--- Start Stored rows ---
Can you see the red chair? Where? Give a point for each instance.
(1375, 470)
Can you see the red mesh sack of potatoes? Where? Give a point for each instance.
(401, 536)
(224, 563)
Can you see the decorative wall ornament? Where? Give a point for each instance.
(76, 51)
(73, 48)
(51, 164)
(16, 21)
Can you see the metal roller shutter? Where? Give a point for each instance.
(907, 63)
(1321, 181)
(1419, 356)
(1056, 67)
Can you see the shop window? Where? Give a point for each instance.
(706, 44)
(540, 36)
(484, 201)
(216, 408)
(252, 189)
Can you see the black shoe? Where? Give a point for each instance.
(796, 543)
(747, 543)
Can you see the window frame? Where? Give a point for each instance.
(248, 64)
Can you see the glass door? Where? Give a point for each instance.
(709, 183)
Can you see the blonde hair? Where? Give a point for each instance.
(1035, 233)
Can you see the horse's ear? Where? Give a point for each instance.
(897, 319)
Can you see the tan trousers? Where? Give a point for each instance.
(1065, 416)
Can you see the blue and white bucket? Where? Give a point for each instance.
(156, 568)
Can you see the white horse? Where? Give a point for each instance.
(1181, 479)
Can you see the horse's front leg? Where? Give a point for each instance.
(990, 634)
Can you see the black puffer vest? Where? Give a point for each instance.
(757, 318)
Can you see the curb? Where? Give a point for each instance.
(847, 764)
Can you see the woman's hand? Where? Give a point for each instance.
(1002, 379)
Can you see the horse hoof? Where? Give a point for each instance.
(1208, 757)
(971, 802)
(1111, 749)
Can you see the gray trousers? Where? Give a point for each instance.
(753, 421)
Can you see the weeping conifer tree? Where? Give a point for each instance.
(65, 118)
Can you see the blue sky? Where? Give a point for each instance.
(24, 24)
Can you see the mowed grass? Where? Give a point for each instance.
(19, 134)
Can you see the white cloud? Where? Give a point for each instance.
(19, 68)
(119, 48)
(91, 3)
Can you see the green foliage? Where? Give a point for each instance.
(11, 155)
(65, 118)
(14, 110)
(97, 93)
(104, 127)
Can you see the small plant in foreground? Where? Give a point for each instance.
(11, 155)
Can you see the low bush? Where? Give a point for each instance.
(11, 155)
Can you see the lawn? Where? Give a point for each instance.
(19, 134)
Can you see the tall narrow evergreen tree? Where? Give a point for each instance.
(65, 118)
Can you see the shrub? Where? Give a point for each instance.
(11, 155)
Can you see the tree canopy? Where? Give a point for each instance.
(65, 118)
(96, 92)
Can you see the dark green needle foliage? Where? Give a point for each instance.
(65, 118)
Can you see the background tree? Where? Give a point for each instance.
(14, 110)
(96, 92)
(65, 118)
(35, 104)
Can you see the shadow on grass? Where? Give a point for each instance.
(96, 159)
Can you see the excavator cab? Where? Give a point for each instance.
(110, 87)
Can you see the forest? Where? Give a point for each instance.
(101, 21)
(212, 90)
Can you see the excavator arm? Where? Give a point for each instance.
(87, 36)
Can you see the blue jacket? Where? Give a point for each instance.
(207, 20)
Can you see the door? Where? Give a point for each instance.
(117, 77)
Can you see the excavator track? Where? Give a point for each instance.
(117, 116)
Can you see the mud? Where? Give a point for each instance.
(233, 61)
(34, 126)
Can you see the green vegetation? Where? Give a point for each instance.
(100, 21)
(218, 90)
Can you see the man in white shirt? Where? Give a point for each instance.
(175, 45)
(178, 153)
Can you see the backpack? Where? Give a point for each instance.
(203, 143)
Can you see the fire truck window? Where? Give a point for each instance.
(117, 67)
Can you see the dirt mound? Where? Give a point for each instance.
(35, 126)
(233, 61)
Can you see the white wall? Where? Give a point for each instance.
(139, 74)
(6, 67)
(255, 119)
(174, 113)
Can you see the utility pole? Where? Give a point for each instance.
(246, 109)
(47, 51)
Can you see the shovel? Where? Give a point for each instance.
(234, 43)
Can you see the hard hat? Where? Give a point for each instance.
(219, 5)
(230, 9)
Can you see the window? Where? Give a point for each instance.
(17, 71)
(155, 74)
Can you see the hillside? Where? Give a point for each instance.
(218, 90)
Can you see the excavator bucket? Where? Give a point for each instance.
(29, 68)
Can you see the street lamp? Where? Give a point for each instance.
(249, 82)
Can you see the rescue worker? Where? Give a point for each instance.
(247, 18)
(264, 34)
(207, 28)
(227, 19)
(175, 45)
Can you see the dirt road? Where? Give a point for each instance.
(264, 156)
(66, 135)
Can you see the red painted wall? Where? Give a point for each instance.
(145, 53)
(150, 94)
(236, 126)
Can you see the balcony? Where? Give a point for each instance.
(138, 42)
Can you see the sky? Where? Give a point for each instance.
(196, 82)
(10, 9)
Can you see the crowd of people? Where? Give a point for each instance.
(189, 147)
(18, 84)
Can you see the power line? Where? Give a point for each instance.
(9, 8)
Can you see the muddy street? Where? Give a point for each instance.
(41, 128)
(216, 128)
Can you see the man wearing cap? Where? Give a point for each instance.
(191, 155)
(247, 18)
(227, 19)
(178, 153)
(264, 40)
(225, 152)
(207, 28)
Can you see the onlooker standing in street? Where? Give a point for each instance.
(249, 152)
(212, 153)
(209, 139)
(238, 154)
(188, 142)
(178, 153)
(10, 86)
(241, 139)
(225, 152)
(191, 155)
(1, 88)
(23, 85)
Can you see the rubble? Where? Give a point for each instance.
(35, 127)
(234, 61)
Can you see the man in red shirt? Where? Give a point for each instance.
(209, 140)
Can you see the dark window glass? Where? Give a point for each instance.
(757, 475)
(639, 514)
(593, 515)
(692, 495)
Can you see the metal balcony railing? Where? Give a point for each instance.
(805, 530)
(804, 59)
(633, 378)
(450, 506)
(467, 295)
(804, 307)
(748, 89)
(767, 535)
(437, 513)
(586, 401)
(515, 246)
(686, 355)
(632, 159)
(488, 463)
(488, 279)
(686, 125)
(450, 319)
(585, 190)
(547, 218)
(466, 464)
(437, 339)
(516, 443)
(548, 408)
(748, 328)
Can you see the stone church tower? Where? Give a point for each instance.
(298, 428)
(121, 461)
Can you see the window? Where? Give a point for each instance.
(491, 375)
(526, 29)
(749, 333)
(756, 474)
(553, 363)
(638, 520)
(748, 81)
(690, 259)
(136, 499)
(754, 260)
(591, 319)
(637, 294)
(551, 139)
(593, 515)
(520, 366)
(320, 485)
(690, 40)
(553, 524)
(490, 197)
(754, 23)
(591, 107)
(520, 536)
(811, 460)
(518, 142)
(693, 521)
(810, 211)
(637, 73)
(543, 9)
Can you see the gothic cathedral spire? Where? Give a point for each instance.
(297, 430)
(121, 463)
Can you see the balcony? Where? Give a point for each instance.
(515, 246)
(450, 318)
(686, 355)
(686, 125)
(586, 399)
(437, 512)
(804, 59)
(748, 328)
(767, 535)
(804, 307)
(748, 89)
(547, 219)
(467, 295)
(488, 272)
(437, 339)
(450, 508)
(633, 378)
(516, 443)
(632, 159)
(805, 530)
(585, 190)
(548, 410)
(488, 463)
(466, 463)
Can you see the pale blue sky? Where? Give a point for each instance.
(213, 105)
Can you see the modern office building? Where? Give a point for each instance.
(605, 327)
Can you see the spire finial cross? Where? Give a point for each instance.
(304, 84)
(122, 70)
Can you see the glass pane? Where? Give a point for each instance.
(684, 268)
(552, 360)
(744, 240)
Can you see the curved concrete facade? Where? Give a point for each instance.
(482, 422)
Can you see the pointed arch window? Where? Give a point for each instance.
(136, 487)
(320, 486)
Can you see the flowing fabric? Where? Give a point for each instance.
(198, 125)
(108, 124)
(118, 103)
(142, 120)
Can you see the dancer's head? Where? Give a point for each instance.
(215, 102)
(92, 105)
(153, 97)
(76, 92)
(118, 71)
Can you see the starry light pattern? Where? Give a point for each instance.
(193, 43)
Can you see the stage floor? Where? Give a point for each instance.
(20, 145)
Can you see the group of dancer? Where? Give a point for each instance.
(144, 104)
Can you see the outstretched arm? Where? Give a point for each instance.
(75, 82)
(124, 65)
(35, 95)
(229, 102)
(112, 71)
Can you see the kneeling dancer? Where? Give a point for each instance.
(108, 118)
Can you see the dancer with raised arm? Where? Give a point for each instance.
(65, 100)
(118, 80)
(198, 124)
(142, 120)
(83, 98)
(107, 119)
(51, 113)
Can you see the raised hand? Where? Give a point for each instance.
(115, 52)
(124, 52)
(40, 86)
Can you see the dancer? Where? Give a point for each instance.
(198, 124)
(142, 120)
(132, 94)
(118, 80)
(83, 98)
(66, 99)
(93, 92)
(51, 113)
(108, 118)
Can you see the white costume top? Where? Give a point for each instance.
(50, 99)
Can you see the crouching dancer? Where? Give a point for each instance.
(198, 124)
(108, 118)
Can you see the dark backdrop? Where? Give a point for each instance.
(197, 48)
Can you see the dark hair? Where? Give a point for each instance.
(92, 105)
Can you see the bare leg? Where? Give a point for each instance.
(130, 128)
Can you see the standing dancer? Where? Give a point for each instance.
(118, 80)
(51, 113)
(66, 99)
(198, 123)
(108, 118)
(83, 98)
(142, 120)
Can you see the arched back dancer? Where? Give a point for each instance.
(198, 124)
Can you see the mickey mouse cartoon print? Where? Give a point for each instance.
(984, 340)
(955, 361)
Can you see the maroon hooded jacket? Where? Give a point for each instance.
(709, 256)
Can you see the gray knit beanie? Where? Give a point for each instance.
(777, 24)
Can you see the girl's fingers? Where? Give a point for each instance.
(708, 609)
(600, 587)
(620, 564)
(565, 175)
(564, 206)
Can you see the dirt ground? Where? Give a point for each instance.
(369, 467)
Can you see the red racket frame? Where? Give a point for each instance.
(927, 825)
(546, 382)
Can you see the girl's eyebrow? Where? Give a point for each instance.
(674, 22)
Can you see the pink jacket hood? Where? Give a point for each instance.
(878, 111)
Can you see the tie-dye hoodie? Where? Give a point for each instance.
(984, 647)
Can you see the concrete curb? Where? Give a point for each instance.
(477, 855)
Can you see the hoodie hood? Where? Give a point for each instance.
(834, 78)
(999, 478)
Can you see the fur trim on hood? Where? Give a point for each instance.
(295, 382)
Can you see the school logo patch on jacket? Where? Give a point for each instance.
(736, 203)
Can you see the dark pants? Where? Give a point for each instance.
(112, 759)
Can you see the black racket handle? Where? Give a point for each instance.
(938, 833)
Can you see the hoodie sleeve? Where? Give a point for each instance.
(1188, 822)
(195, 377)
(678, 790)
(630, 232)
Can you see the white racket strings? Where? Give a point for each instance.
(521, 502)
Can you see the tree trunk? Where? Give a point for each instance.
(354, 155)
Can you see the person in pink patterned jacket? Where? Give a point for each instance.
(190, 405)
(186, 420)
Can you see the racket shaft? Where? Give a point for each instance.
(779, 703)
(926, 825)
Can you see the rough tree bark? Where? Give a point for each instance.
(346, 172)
--- End Stored rows ---
→ Exercise goal:
Recast the material above as a numbered list, starting at the line that contains "Can you see the glass door?" and ending at the line that contains "(1002, 379)", with both of those lines included and any blank lines omitted.

→ Finished answer:
1. Can you see the glass door? Where? Give a point for each instance.
2. (709, 183)
3. Can you see the blonde hair? Where? Give a point for each instance.
4. (1035, 233)
5. Can you see the horse's ear? Where? Give a point for each instance.
6. (897, 319)
7. Can you see the tan trousers? Where? Give a point for each instance.
8. (1065, 416)
9. Can you see the blue and white bucket? Where? Give a point for each instance.
10. (156, 568)
11. Can you see the white horse? Where? Give a point for each instance.
12. (1181, 479)
13. Can you see the horse's front leg? Where? Give a point for each instance.
14. (990, 634)
15. Can you see the black puffer vest? Where? Give a point for each instance.
16. (757, 318)
17. Can you see the curb? Where? Give a point for each instance.
18. (847, 764)
19. Can you see the woman's hand? Where? Give a point for each instance.
20. (1002, 379)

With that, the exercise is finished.